▸ Liste d'activités:
**A)** Relevez toutes les autres causes de changements de comportement que l'extrait fourni énumère.
**B)** Répondez brièvement à chaque question d'après l'extrait fourni.
(i) Combien de fois la Conférence canadienne de consensus s'est-elle réunie, et sur quelle période ?
(ii) Pour quels symptômes la musique peut-elle être particulièrement bénéfique ?
(iii) Chez qui le counseling offert en soutien aux aidants peut-il améliorer les symptômes dépressifs ?

▸ Extrait fourni:
La Conférence canadienne de consensus sur le diagnostic et le traitement de la démence s’est réunie quatre fois au cours des deux dernières décennies pour fournir aux médecins canadiens des lignes directrices en matière de gestion de la démence basées sur les meilleures données médicales disponibles. Les lignes directrices soulignent que le traitement des problèmes de comportement commence par une évaluation et un diagnostic minutieux (1). Il faut cependant considérer d'autres causes de changements de comportement, qui pourraient inclure :
1. une nouvelle maladie (par exemple, une infection urinaire),
2. de la douleur
3. une déficience sensorielle (problèmes de vision ou d'audition non corrigés),
4. des réactions aux modifications de l’environnement (p. ex. un déménagement, des changements d’aidants), et
5. des effets secondaires de la médication.
Si les modifications apportées à ces facteurs n’améliorent pas le comportement, il faut alors envisager des interventions environnementales et comportementales. De plus en plus de données probantes montrent que ces traitements non pharmacologiques sont efficaces et sûrs (2), bien que différents comportements nécessitent des interventions différentes. Par exemple, la musique peut être particulièrement bénéfique pour les symptômes d’anxiété et de dépression et elle peut s’avérer utile pour l’agitation et l’agressivité (3). Apprendre aux soignants les interventions comportementales peut améliorer une variété de problèmes, y compris l’agitation, l’agression et l’apathie (4). Ces interventions comportementales peuvent inclure :
1. répondre aux besoins non satisfaits,
2. renforcer les comportements positifs,
3. ignorer les comportements négatifs.
Offrir du counseling en soutien aux aidants peut améliorer les symptômes dépressifs autant chez le patient que chez l'aidant (5).

▸ Données extraites:
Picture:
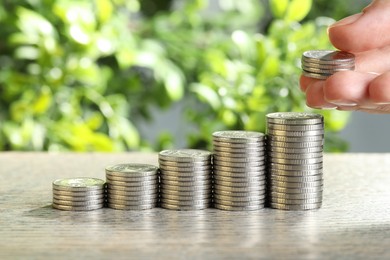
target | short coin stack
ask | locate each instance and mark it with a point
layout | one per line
(186, 179)
(320, 64)
(132, 186)
(239, 170)
(295, 146)
(78, 194)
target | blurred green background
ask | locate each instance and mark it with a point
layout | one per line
(84, 75)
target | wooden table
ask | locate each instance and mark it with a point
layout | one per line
(354, 221)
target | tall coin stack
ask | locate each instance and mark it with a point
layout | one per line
(295, 160)
(132, 186)
(320, 64)
(186, 179)
(78, 194)
(239, 170)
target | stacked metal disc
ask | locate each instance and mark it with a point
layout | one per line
(320, 64)
(185, 179)
(78, 194)
(239, 170)
(132, 186)
(295, 160)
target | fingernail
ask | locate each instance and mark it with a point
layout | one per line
(344, 103)
(347, 20)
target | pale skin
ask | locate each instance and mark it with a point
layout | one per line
(367, 35)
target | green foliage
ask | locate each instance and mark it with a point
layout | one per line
(77, 75)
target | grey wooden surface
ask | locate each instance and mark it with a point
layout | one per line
(353, 223)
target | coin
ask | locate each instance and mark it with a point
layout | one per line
(294, 118)
(78, 184)
(77, 208)
(295, 207)
(185, 155)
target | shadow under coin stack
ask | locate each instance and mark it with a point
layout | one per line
(239, 170)
(78, 194)
(132, 186)
(186, 179)
(320, 64)
(295, 160)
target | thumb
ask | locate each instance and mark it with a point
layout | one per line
(363, 31)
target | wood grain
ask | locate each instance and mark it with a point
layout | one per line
(354, 221)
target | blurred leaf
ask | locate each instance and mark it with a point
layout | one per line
(298, 9)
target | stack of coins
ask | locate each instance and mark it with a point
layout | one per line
(239, 170)
(78, 194)
(186, 179)
(321, 64)
(295, 146)
(132, 186)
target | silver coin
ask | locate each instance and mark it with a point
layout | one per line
(131, 169)
(185, 169)
(176, 193)
(248, 155)
(328, 56)
(296, 173)
(315, 75)
(238, 136)
(200, 164)
(130, 192)
(232, 208)
(232, 150)
(79, 198)
(260, 159)
(240, 194)
(275, 183)
(218, 197)
(282, 195)
(296, 179)
(295, 201)
(319, 139)
(297, 190)
(260, 183)
(297, 167)
(132, 184)
(185, 155)
(79, 184)
(146, 188)
(132, 179)
(295, 145)
(296, 156)
(78, 193)
(181, 207)
(193, 197)
(127, 207)
(77, 208)
(238, 164)
(218, 189)
(144, 197)
(319, 65)
(295, 127)
(194, 178)
(186, 202)
(318, 149)
(295, 207)
(294, 118)
(246, 145)
(239, 203)
(295, 161)
(186, 183)
(192, 188)
(284, 133)
(328, 70)
(250, 179)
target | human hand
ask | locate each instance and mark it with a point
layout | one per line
(367, 35)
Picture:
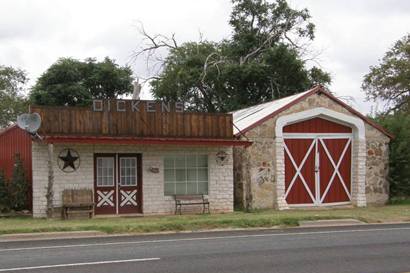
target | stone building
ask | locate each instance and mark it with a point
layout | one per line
(309, 149)
(134, 156)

▸ Réponses dans l'ordre:
**A)**
- une nouvelle maladie (par exemple, une infection urinaire)
- de la douleur
- une déficience sensorielle (problèmes de vision ou d'audition non corrigés)
- des réactions aux modifications de l'environnement (p. ex. un déménagement, des changements d'aidants)
- des effets secondaires de la médication

**B)**
(i) Elle s'est réunie quatre fois au cours des deux dernières décennies.
(ii) Elle peut l'être pour les symptômes d'anxiété et de dépression.
(iii) Il peut les améliorer autant chez le patient que chez l'aidant.